▶ Source document
----------

Creating a better coffee world!
May 10, 2021
May 10, 2021
When his father told him he wanted to retire and invited him to take over the family coffee business, Colin Smith had already established a successful career in teaching.
There was no obligation for him to make the move – his father had always valued the fact that a QE education gave Colin (OE 1957–1964) opportunities that he had not enjoyed himself. And it was not a decision Colin wanted to take lightly – “I thought about it for around a year”.
But in the end, he was drawn by the challenge and duly made the move, working as the third partner alongside his father and uncle for about two years, before then taking the helm at the business his grandfather had established in 1936.
Since switching careers in 1980, he has not only greatly expanded Smiths Coffee Company, but has also established himself as an international award-winning expert in specialist coffee, while putting his expertise to use in charitable and philanthropic work, too.
“With the knowledge I have accumulated through many years of experience in the coffee industry, I am attempting to create a much better coffee world,” he says.
Colin has many happy memories of the education that his father so prized. He was a regular QE actor – appearing, for example, as the Dauphin in George Bernard Shaw’s St Joan and as Mrs Hardcastle in Oliver Goldsmith’s She Stoops to Conquer.
A Sub Prefect and a keen athlete, he was also editor of the Elizabethan magazine, sang in the School Choir and did Scottish dancing in a club run by Languages teacher (and Old Elizabethan) Derek Fry, where the boys enjoyed the chance to dance with their counterparts from Queen Elizabeth’s Girls’ School.

----------

▶ Entries
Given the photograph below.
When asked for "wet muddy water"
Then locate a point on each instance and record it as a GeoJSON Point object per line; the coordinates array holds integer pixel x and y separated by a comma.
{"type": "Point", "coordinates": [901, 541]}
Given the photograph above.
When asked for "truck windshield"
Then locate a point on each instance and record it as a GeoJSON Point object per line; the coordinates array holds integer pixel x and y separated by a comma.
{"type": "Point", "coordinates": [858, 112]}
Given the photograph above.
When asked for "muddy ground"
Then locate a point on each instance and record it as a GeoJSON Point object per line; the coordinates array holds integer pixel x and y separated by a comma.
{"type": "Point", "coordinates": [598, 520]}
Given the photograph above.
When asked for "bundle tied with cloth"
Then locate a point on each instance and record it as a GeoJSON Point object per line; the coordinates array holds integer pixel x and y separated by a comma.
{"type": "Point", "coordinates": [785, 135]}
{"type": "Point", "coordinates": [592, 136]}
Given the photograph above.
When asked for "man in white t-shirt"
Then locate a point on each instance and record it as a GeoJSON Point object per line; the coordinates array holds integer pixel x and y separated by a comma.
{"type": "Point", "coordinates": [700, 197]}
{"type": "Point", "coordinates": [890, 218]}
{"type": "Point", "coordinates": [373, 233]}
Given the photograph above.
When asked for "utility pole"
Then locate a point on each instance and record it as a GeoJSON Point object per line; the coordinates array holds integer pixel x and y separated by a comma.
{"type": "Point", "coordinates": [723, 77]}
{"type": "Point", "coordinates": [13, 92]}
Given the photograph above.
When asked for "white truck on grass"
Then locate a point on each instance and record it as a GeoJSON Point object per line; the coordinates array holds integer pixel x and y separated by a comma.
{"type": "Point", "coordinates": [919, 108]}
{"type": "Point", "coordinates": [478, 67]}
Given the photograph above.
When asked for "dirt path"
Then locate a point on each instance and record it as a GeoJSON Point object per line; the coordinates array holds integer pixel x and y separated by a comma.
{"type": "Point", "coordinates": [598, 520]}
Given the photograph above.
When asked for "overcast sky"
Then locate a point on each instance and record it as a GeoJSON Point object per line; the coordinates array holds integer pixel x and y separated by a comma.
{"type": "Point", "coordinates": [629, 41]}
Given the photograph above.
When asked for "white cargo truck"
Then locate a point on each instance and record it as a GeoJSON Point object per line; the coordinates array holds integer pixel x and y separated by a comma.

----------

▶ Given instruction 1
In the profile of the coffee business, in what year did Colin Smith's grandfather establish it?
▶ Given instruction 2
Collect every line of the records that contains the word "truck", with case counting.
The text and the records have nothing to do with each other.

▶ Output 1
1936

▶ Output 2
When asked for "truck windshield"
When asked for "white truck on grass"
When asked for "white cargo truck"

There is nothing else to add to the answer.